* **To do**: Copy each of the items below word for word, keeping every line in its original order.

□ □ □

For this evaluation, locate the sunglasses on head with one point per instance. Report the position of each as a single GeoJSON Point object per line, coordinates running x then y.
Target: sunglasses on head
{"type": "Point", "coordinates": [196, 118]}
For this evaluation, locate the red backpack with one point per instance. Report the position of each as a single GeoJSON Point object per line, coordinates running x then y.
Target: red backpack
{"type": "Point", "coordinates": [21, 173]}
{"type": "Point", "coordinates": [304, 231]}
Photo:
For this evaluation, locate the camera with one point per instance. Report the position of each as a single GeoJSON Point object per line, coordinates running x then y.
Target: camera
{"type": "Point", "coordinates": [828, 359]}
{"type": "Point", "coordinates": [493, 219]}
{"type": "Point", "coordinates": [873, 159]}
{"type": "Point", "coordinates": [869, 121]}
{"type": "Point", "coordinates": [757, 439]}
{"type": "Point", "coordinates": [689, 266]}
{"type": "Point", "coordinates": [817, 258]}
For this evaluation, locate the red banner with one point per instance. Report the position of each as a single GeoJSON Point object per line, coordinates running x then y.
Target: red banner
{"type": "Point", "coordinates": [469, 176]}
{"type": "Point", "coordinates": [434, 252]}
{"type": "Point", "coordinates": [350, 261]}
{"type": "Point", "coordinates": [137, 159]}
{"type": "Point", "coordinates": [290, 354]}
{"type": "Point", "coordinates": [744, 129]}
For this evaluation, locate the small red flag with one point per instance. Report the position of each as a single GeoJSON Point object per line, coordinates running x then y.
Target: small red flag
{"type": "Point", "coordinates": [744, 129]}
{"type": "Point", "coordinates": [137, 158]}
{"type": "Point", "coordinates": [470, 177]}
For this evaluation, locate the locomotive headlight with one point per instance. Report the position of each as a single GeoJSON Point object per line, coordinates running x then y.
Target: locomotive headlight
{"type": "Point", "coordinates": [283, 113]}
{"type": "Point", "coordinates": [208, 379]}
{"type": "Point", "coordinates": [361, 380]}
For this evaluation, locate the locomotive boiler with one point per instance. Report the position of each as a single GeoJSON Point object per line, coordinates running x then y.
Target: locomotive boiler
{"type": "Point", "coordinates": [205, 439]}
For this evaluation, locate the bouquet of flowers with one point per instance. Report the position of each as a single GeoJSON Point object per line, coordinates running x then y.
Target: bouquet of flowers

□ □ □

* **Task output**:
For this evaluation, locate the sunglasses on head with one point per instance. Report the position of each as a single GeoJSON Point object per line, coordinates running x then y.
Target: sunglasses on head
{"type": "Point", "coordinates": [196, 118]}
For this evaluation, locate the red backpack with one point per instance. Report the position of each as a single GeoJSON Point object per line, coordinates running x then y.
Target: red backpack
{"type": "Point", "coordinates": [21, 173]}
{"type": "Point", "coordinates": [304, 231]}
Photo:
For this evaluation, locate the camera with one point per instance. Report the position of each as a single GeoJSON Point object per line, coordinates running x then y.
Target: camera
{"type": "Point", "coordinates": [828, 359]}
{"type": "Point", "coordinates": [493, 219]}
{"type": "Point", "coordinates": [873, 159]}
{"type": "Point", "coordinates": [869, 121]}
{"type": "Point", "coordinates": [757, 439]}
{"type": "Point", "coordinates": [689, 266]}
{"type": "Point", "coordinates": [817, 258]}
For this evaluation, locate the red banner with one point per instance. Report the position of each as a single GeoJSON Point object per line, coordinates running x then y.
Target: red banner
{"type": "Point", "coordinates": [469, 176]}
{"type": "Point", "coordinates": [434, 252]}
{"type": "Point", "coordinates": [350, 261]}
{"type": "Point", "coordinates": [137, 159]}
{"type": "Point", "coordinates": [290, 354]}
{"type": "Point", "coordinates": [744, 129]}
For this evaluation, locate the small red flag with one point per instance. Report the position of each as a single GeoJSON Point object per line, coordinates running x then y.
Target: small red flag
{"type": "Point", "coordinates": [744, 129]}
{"type": "Point", "coordinates": [137, 158]}
{"type": "Point", "coordinates": [470, 177]}
For this evaluation, locate the locomotive headlight with one point per instance. Report the position of each as a single GeoJSON Point object per line, coordinates running x then y.
Target: locomotive headlight
{"type": "Point", "coordinates": [283, 113]}
{"type": "Point", "coordinates": [208, 379]}
{"type": "Point", "coordinates": [361, 380]}
For this evaluation, locate the locomotive boiler with one point per instance. Report the position of each as a single GeoJSON Point object per line, coordinates running x then y.
Target: locomotive boiler
{"type": "Point", "coordinates": [205, 439]}
For this evaluation, locate the bouquet of flowers with one point per instance. Report the position of each as a single GeoJSON Point object per line, coordinates running x then y.
Target: bouquet of flowers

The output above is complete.